→ **Your objective**: Print out the data precisely as it appears here, with no pictures.

→ **Dataset entries**:
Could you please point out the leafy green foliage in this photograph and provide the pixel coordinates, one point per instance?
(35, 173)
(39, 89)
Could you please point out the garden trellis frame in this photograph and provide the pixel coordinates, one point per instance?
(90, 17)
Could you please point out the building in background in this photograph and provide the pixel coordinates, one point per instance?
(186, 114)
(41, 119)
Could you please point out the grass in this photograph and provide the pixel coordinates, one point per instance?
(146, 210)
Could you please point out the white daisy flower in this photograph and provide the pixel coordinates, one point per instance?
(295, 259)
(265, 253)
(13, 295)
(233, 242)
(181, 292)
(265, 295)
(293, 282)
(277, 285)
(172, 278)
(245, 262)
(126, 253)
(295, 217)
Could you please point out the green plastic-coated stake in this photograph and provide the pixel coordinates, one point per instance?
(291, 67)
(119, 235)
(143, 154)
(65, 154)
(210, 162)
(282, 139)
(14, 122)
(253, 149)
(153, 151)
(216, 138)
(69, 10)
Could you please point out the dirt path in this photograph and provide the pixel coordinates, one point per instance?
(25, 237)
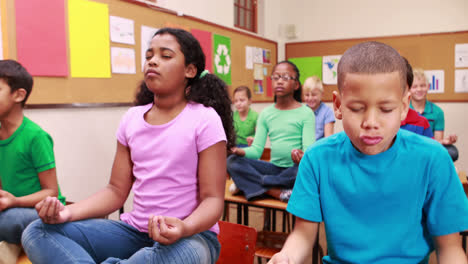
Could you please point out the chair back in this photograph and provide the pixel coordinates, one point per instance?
(237, 243)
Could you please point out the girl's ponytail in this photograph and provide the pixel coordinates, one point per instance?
(211, 91)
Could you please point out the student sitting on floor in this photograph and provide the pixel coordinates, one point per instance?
(27, 162)
(291, 128)
(386, 195)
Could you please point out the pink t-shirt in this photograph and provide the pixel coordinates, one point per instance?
(165, 161)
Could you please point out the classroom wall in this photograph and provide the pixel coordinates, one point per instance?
(335, 19)
(85, 138)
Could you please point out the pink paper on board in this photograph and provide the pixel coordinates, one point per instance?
(206, 41)
(269, 88)
(40, 37)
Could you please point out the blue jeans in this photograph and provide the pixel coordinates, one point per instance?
(255, 177)
(13, 221)
(109, 241)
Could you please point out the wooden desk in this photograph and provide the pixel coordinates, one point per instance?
(270, 204)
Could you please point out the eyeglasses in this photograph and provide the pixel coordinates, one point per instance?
(285, 77)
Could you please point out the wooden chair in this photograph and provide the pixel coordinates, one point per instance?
(237, 243)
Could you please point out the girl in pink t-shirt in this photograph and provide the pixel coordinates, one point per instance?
(171, 151)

→ **Result**:
Could you please point out the leafy green foliage in this photograph and provide the pixel coordinates, one point per instance?
(35, 173)
(39, 89)
Could you please point out the garden trellis frame in this photograph and provide the pixel coordinates, one point per instance?
(90, 17)
Could you please point out the building in background in this photograph and provide the pixel coordinates, one point per instance?
(186, 114)
(41, 119)
Could you please point out the grass in this photograph and provide the pixel coordinates, one point per instance?
(146, 210)
Could you please point out the white daisy flower in this photograph and provide the pixel coordinates, one point per instance?
(295, 259)
(265, 253)
(13, 295)
(233, 242)
(181, 292)
(265, 295)
(293, 282)
(277, 285)
(172, 278)
(245, 262)
(126, 253)
(295, 217)
Could you please point out the green plastic-coated stake in this photograph and provide the pixel coordinates, one point per instance?
(291, 67)
(119, 235)
(143, 154)
(65, 154)
(210, 162)
(282, 139)
(14, 122)
(253, 149)
(153, 151)
(216, 138)
(69, 10)
Could you please point out the dirt path in this photograph and provide the pixel coordinates, one point per instance?
(25, 237)
Could you please point out the chair back in this photograph and provide the pixel coordinates, one point per instance?
(237, 243)
Could you please point out the girl's ponytail in this photograph and provide the pixel coordinates, one point per instance?
(211, 91)
Could you please point out the student sitting on floor in this photograph and provide the pixel coordinates, one point per instance?
(27, 162)
(291, 128)
(386, 195)
Could you please point out the pink t-shirt in this photograph and provide the pixel coordinates, one point per instance?
(165, 161)
Could you please point out the classroom wall in this photograph and provide the pixel coordinates, one point per instance?
(335, 19)
(85, 138)
Could you please point out the pink paper on board in this photograph and provide the pixel coordinates, one point per instance?
(206, 41)
(269, 88)
(40, 37)
Could you please point out the blue jeans in this photograph and provide the pixel coordinates, one point per instance?
(255, 177)
(13, 221)
(109, 241)
Could you please point out the wooden desk in this photograph and provide the pixel coordinates, one point per instance?
(270, 204)
Could you please point out the eyeglasses in this photograph and provide the pixel coordinates, one point per instance?
(285, 77)
Could you please point out the wooden chair in this photograph and provide the pixel coordinates, one point per instance?
(237, 243)
Could you please point out the girl in pink t-shirt in this photograph and provide the pixel coordinates, one point per instance?
(171, 151)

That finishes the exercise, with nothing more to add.